## [Görev 1]
Aşağıdaki koordinat işaretleme kayıtlarının hepsini satırı satırına kopyala. Yanıtına resimleri koyma.

## [Seçilmiş bölüm]
▬▬▬

DÜNYAHABERLERİranSuriye

Muaviye‘nin Varisleri ve Emperyalistler

Suriye‘de Sünni kardeslerimizi Esad‘ın elinden kurtaracağız“ sloganları atıyorlardı, nasıl kurtardıklarını dünya kamu oyu görüyor; Suriye halkının Şiilerini/Alevilerini öldürerek mi kurtaracaklar?

 

Babasının Hama da yaptığı katliamın intikamini alacağız”, naralarıyla katliama başladılar, demek ki hedefleri mazlumların hakkını almak değilmiş, intikam ve kin dolu kalplerini rahatlatmakmış.

 

Suriyeli müslümanlara demokrasi ve özgürlük getireceğiz“ gibi emperyal sloganını kullanıyorlardı, meğer hedefleri adaleti ve İslamı getirmek değil, emperyal gücün Afganistan ve Irak’a getirdiği özgürlüğü(!) ve demokrasiyi getirmek istiyorlarmış.

 

Bütün bu hedefleri takip edecek bir muhalefete ihtiyaç vardı; düne kadar kardeş olan Esad‘a kafir, zalim diyecek bir muhalefetin piyasaya sürülmesi gerekiyordu. Muaviye takipçilerinden daha iyi kim olabilirdi; Şam`da Muaviye hükümetini kurup Emevilerin ruhunu şad edecek bir muhalefet.

 

Batı emperyal güç tarafından oluşturulan yeni bir çakma muhalefet, Suriye‘nin geleceği hakkında pazarlık yapmaya yönlendiriliyor. Bölge ülkeleri de paylarına düşecek olanı almak için can siperane Emperyal gücün hizmetinde her geçen gün değişik taktiklerle görevlerini yapıyorlar.

▬▬▬

## [Görev 2]
Suriye yazısının "DÜNYAHABERLERİranSuriye" sözleriyle açılıp "dolu kalplerini rahatlatmakmış." ile kapanan kısmını yeniden yaz. Bu kısımda "Hama" yerine "Humus" koy.

(Koordinat işaretleme kayıtları)
▬▬▬

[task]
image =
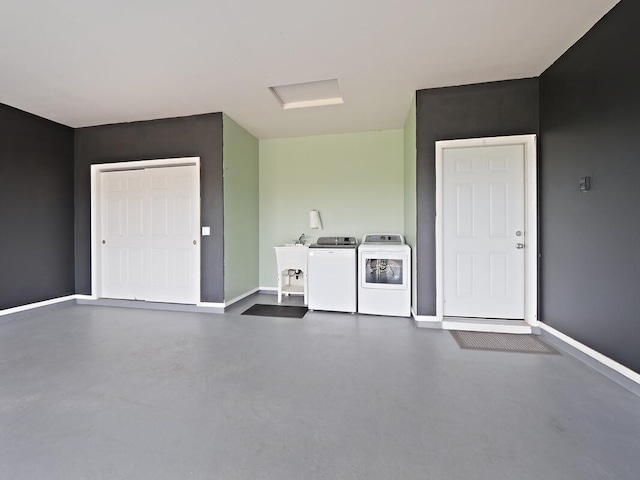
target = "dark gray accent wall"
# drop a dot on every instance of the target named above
(36, 208)
(590, 123)
(195, 136)
(469, 111)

▬▬▬

## [Sonuç 1]
[task]
image =
target = "dark gray accent wall"
# drop a dot on every instance of the target named above
(36, 208)
(590, 123)
(195, 136)
(469, 111)

## [Sonuç 2]
DÜNYAHABERLERİranSuriye

Muaviye‘nin Varisleri ve Emperyalistler

Suriye‘de Sünni kardeslerimizi Esad‘ın elinden kurtaracağız“ sloganları atıyorlardı, nasıl kurtardıklarını dünya kamu oyu görüyor; Suriye halkının Şiilerini/Alevilerini öldürerek mi kurtaracaklar?

 

Babasının Humus da yaptığı katliamın intikamini alacağız”, naralarıyla katliama başladılar, demek ki hedefleri mazlumların hakkını almak değilmiş, intikam ve kin dolu kalplerini rahatlatmakmış.